-------- Records supplied

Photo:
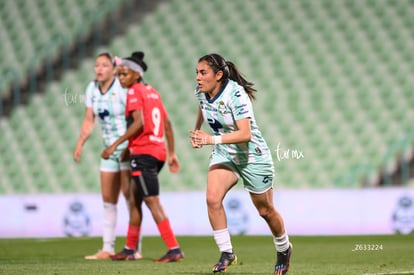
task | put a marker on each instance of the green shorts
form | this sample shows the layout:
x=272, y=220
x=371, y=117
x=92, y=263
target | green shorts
x=114, y=163
x=257, y=176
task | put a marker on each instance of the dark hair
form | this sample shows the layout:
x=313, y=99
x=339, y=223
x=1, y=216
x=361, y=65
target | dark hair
x=138, y=57
x=230, y=71
x=109, y=56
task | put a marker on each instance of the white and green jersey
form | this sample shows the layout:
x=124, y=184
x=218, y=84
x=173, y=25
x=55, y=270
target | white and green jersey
x=110, y=109
x=232, y=103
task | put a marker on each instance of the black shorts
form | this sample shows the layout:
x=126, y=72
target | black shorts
x=144, y=171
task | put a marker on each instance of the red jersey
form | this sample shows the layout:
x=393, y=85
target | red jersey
x=151, y=140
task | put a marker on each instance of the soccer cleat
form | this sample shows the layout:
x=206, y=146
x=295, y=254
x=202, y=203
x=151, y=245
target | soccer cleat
x=226, y=259
x=283, y=261
x=100, y=255
x=173, y=255
x=138, y=255
x=124, y=255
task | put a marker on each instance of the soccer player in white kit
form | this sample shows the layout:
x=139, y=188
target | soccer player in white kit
x=106, y=99
x=239, y=152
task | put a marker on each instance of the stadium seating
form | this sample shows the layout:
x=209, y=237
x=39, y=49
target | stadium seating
x=34, y=31
x=334, y=81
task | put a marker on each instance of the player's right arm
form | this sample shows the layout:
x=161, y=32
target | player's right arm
x=85, y=132
x=198, y=124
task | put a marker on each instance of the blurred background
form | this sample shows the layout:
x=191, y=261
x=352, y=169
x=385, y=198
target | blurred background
x=334, y=78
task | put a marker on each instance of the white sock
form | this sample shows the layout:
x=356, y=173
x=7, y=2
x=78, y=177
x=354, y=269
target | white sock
x=281, y=243
x=222, y=238
x=109, y=224
x=139, y=244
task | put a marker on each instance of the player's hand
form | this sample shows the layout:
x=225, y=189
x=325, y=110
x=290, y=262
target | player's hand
x=108, y=152
x=125, y=155
x=199, y=138
x=173, y=164
x=77, y=154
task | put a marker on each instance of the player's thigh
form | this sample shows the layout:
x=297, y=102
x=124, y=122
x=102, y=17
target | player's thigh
x=221, y=178
x=257, y=177
x=144, y=171
x=110, y=186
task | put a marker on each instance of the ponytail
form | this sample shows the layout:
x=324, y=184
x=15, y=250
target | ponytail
x=230, y=71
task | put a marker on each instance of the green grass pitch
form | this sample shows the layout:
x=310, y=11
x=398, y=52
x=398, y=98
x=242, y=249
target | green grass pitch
x=391, y=254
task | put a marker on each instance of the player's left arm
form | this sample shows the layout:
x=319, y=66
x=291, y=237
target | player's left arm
x=173, y=162
x=134, y=129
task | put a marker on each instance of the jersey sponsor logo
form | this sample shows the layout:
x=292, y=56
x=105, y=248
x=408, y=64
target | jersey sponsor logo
x=103, y=113
x=133, y=164
x=156, y=139
x=242, y=112
x=214, y=124
x=221, y=107
x=153, y=96
x=208, y=108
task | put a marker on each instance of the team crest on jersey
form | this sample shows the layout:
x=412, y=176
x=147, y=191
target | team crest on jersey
x=222, y=107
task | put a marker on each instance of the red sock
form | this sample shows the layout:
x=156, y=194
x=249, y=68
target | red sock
x=167, y=234
x=132, y=236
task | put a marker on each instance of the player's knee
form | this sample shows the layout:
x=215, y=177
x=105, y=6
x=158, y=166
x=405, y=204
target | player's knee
x=213, y=202
x=265, y=212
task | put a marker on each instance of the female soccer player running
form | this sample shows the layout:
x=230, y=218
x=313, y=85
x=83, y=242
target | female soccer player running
x=239, y=152
x=147, y=122
x=106, y=99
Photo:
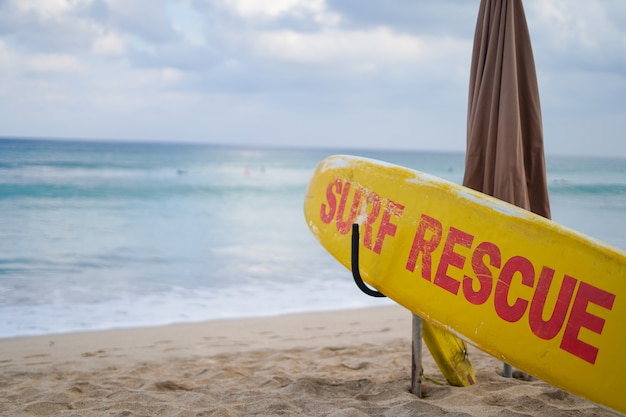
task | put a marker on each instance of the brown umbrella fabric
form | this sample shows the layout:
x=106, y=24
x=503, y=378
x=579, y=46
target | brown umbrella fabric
x=505, y=155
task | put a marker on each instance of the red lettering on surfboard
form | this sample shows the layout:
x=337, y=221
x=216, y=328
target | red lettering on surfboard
x=327, y=212
x=501, y=280
x=373, y=199
x=386, y=227
x=517, y=265
x=483, y=273
x=426, y=240
x=361, y=202
x=548, y=329
x=489, y=278
x=451, y=258
x=580, y=318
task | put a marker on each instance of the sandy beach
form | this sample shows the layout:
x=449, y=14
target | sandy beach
x=343, y=363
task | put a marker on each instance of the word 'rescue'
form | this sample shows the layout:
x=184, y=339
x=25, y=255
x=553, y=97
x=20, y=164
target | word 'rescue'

----------------

Directions for this task: Where the string "word" occurs in a line of the listing, copy the line.

Result of this task:
task | put a marker on each instance of the word 'rescue'
target | word 'rescue'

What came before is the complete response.